§ SUPPLIED TEXT
## Begin

Very funny!    Unfortuantely, I do not have a ton of time to read and post (for instance this is definitely the most posts in a thread I have had outside of story hour, rogue's gallery or pbp) and I'm pretty sure it was above my two-page limit by the time I saw it.  I read it long enough to read how the title got changed.  LOL


----------



## der_kluge (Apr 28, 2005)

fett527 said:
			
		

> but Hypersmurf has the reputation and track record.  he's been around longer and his opinion will bear more weight.  It will be that way even if when you have a similar postcount.




I don't know... I listen to Hypersmurf because the man has shown time and time again that he fundamentally knows the world. I dread the day I get into a rules discussion with that man. That's the definition of fear right there.

Crothian OTOH, has a lot of posts, but I don't weigh his opinion on any specific topic more than anyone else, really. Although if anyone has their finger on the pulse of gaming and d20, he does. Look at how many books he's reviewed for crying out loud. That alone makes him an expert in this area.


----------



## Crothian (Apr 28, 2005)

Rystil Arden said:
			
		

> No.  I can count on one hand the number of times I've been ignored since then, whereas before I was rarely ever not ignored.





no you can't...yyou don't know if you were being ignore, if some one missed the post, or if they just felt they didn't need to reply to your post.  You have no way of knowing the motives of the other people unless they specific tell you they ignored your post.  You are reading way to much into things.


----------



## Rystil Arden (Apr 28, 2005)

fett527 said:
			
		

> Very funny!    Unfortuantely, I do not have a ton of time to read and post (for instance this is definitely the most posts in a thread I have had outside of story hour, rogue's gallery or pbp) and I'm pretty sure it was above my two-page limit by the time I saw it.  I read it long enough to read how the title got changed.  LOL



 Heh, that guy was a meanie.  We were seriously going to bring the argument full-circle back to the vampire (and we did too!)


----------



## der_kluge (Apr 28, 2005)

diaglo said:
			
		

> I never see any of Hyp's posts unless someone quotes him.
> 
> 
> but then again i suxx @ teh rulz





You're ignoring Hypersmurf?  Man, you are curmudgeony!


----------



## diaglo (Apr 28, 2005)

fett527 said:
			
		

> So, what about that story hour challenge?





i'm already there. and finished the link in your sig.

i read part of the original a while ago. but lost track and didn't go back.

## End

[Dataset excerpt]
## Begin

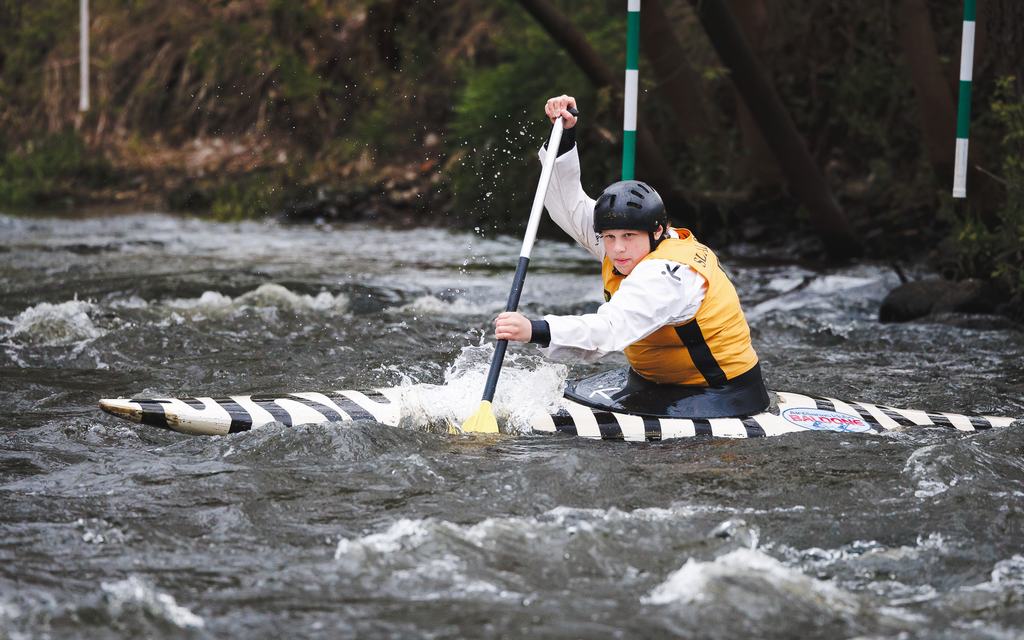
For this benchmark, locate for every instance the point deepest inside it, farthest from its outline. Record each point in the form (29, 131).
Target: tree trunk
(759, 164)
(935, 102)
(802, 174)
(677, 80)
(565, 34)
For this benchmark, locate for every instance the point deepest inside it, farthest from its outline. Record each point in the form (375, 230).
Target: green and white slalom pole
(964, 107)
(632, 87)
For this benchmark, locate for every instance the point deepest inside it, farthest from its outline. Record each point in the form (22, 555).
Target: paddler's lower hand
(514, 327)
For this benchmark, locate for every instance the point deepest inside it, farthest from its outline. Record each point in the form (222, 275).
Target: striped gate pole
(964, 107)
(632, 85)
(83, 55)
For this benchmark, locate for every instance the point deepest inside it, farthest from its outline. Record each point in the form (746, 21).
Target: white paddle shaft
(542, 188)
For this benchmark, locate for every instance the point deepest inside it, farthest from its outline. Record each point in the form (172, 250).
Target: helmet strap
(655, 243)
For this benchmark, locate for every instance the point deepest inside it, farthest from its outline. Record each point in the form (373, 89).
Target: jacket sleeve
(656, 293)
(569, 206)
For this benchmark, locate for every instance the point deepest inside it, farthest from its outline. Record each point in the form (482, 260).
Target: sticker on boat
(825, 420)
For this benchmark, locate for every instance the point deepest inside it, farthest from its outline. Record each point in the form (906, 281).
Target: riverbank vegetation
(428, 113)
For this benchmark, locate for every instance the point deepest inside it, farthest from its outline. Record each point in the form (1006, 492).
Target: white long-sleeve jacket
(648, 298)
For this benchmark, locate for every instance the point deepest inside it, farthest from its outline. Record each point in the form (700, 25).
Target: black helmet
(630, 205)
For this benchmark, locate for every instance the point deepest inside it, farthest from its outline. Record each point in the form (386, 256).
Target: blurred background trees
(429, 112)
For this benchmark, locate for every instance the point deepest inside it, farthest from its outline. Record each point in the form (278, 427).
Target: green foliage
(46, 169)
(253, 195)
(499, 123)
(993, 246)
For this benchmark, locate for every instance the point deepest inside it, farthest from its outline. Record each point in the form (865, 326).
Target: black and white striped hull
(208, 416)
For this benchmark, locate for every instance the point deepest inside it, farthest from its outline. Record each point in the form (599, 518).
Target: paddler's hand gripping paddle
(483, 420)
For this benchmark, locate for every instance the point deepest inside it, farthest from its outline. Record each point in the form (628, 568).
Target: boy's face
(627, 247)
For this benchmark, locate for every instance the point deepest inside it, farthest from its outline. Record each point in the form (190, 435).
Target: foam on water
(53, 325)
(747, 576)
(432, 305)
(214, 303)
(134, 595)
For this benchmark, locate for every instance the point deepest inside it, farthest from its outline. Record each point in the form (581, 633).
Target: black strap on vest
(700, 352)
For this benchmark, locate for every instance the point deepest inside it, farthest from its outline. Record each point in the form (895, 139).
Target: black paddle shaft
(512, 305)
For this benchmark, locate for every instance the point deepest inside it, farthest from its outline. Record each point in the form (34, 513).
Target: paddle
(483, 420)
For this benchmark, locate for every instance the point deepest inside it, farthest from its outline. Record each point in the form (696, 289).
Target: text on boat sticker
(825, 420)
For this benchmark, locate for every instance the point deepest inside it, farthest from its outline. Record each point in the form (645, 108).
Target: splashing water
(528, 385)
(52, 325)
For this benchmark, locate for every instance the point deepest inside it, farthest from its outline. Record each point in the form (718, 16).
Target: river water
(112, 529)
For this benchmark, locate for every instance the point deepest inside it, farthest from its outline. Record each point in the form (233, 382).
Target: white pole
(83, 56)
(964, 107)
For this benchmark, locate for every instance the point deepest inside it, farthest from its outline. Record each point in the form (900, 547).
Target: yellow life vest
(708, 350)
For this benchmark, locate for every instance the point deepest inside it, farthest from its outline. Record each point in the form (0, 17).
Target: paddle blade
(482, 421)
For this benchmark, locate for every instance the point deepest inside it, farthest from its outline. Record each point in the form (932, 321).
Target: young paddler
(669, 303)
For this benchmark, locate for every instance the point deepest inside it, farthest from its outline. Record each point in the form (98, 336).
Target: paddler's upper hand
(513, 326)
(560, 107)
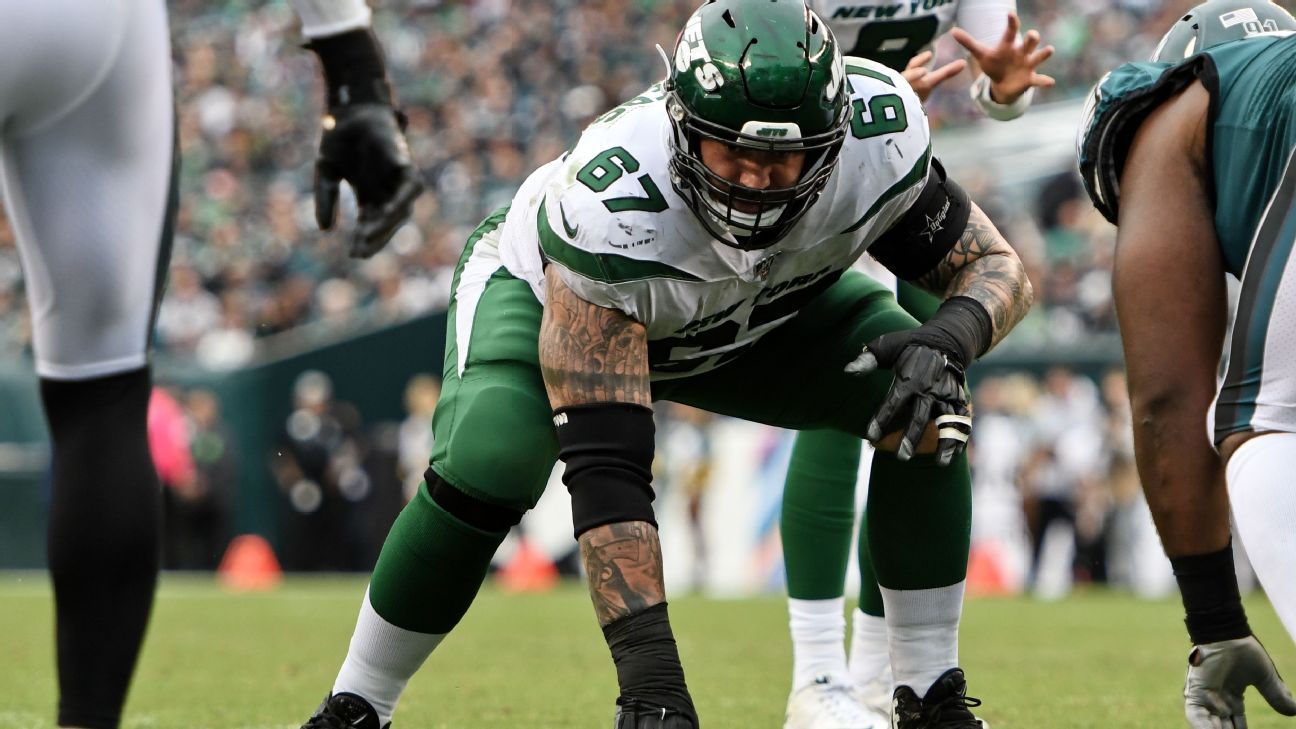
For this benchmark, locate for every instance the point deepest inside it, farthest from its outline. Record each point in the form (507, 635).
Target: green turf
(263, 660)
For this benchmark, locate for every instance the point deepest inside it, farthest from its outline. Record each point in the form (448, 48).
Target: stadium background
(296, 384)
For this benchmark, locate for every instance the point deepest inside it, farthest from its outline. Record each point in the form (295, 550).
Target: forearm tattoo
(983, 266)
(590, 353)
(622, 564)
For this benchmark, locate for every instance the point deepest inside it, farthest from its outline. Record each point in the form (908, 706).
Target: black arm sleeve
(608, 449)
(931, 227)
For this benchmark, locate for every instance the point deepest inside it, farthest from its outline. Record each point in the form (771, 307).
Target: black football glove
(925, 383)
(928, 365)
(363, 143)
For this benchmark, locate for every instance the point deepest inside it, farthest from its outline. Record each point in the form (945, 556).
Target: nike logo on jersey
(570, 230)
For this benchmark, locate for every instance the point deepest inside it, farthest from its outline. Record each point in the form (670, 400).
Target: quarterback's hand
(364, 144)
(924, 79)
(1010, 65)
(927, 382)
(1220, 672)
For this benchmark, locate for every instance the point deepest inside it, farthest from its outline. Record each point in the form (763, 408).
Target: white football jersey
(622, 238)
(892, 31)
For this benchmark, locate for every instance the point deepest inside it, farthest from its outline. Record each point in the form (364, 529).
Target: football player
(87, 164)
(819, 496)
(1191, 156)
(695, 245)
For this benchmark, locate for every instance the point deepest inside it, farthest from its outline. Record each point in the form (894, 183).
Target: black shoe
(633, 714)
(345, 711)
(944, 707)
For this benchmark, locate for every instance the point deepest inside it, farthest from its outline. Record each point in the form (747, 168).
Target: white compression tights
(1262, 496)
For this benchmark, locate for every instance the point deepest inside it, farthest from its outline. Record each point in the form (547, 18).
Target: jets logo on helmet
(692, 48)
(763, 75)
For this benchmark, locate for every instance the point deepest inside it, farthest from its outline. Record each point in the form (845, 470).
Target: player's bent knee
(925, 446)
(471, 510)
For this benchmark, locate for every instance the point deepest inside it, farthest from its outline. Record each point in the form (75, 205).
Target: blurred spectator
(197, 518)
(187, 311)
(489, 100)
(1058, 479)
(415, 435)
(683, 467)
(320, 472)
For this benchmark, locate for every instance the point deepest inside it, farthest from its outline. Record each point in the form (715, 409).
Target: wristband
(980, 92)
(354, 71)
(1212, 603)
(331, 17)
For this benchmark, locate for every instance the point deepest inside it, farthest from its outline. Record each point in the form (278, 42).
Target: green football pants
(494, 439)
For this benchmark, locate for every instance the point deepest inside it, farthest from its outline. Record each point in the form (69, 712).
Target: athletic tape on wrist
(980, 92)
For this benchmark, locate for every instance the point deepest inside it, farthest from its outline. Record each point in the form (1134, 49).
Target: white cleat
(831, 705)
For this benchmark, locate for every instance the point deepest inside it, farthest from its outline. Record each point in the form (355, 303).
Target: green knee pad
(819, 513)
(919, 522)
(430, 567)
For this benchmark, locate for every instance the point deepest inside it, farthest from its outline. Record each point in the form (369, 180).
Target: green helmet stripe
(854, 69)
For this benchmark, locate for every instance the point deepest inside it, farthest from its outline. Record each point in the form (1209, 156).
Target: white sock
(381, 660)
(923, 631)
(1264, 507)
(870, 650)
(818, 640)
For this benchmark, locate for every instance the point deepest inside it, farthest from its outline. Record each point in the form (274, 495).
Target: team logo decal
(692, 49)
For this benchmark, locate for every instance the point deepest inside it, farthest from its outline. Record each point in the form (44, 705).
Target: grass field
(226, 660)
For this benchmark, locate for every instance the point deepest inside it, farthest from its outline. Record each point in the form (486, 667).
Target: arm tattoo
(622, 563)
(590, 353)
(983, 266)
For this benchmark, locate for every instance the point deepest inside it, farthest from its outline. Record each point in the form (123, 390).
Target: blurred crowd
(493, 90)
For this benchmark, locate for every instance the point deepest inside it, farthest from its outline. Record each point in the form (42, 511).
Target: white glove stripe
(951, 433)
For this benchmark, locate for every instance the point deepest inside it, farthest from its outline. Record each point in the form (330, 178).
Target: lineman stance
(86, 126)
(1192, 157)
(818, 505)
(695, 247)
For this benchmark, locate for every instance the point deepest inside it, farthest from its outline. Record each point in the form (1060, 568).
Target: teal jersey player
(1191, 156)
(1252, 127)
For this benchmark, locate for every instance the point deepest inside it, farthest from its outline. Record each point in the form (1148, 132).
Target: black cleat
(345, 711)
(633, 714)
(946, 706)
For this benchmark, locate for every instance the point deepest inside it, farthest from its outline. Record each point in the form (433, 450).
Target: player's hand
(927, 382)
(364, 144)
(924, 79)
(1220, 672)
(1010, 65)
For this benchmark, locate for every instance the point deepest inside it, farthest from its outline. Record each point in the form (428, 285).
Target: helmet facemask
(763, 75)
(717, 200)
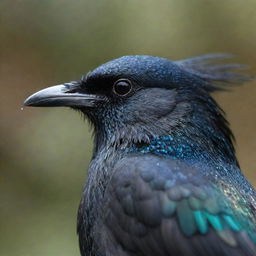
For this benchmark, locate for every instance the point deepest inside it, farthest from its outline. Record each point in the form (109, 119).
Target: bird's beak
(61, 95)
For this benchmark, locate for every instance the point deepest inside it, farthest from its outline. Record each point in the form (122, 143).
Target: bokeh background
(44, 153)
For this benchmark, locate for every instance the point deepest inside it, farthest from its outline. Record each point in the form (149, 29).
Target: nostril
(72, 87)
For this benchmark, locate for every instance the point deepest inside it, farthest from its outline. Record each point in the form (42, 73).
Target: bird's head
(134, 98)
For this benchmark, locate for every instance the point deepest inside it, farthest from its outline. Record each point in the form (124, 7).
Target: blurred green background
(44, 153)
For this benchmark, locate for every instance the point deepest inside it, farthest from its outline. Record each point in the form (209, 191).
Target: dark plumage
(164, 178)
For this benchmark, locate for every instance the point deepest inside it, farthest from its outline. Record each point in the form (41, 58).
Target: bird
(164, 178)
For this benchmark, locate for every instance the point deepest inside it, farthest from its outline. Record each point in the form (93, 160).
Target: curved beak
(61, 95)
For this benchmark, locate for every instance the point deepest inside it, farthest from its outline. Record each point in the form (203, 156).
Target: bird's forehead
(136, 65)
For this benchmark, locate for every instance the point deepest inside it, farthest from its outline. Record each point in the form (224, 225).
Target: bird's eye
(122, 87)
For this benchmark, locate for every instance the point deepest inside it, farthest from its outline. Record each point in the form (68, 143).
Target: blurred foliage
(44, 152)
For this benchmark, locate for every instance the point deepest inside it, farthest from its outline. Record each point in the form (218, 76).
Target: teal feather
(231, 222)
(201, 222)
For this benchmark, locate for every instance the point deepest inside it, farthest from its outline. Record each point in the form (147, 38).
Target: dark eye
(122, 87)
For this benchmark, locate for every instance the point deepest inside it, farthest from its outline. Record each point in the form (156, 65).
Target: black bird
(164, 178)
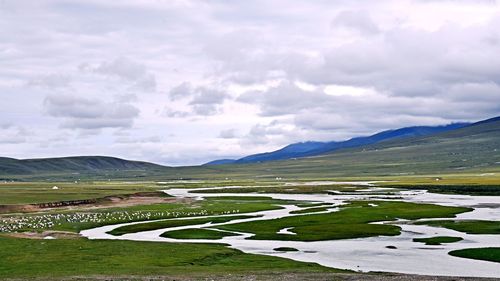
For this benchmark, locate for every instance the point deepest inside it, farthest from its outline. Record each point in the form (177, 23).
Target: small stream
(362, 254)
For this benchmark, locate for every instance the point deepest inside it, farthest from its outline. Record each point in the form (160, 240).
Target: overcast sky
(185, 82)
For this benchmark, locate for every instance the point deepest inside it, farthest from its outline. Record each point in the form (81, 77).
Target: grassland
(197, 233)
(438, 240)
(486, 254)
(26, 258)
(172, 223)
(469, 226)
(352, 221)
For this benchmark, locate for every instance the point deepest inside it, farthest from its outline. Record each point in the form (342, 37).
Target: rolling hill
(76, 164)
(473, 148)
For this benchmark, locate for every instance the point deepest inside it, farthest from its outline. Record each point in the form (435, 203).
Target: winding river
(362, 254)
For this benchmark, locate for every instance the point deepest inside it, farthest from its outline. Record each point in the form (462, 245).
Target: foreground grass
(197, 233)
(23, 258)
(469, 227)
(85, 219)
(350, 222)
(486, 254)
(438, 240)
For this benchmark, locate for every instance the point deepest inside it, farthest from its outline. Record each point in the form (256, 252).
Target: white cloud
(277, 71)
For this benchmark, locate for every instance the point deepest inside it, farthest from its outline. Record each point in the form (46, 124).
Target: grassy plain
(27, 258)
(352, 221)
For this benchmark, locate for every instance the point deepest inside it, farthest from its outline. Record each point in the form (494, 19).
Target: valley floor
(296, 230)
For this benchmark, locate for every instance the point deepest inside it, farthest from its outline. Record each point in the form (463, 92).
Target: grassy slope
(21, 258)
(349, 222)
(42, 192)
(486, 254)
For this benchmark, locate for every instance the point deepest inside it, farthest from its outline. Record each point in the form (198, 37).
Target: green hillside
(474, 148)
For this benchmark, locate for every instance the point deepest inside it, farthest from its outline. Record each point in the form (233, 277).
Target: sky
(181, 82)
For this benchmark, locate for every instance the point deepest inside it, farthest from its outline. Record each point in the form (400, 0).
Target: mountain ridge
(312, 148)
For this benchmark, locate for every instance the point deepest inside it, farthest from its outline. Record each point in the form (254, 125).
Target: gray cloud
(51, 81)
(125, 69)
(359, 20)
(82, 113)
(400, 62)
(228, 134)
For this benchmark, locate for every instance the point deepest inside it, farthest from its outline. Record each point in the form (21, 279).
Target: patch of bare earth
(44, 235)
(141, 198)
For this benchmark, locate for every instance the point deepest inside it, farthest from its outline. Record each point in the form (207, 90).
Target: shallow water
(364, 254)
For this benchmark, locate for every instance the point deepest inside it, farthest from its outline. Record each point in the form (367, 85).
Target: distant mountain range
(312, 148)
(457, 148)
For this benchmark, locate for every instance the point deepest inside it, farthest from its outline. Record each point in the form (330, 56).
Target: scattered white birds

## End

§ REQUESTS
1 – Retype the stretch of the forum thread from "## Crothian (Apr" through "much into things.".
2 – Extend the forum thread at the top of the page, beginning right after its last sentence.

§ OUTPUTS IN ORDER
1 –
## Crothian (Apr 28, 2005)

Rystil Arden said:
			
		

> No.  I can count on one hand the number of times I've been ignored since then, whereas before I was rarely ever not ignored.





no you can't...yyou don't know if you were being ignore, if some one missed the post, or if they just felt they didn't need to reply to your post.  You have no way of knowing the motives of the other people unless they specific tell you they ignored your post.  You are reading way to much into things.

2 –
i'll follow Rel's link.


----------



## Rystil Arden (Apr 28, 2005)

Crothian said:
			
		

> no you can't...yyou don't know if you were being ignore, if some one missed the post, or if they just felt they didn't need to reply to your post.  You have no way of knowing the motives of the other people unless they specific tell you they ignored your post.  You are reading way to much into things.



 Perhaps we think of ignore in different ways.  I don't mean ignore as in "I don't like you and so I'm going to not read this" like an ignore list.  I mean ignore as in they don't pay attention to it because it doesn't seem important to them, possibly skipping over it and missing my comment, as you suggested.


----------



## Crothian (Apr 28, 2005)

die_kluge said:
			
		

> Crothian OTOH, has a lot of posts, but I don't weigh his opinion on any specific topic more than anyone else, really. Although if anyone has their finger on the pulse of gaming and d20, he does. Look at how many books he's reviewed for crying out loud. That alone makes him an expert in this area.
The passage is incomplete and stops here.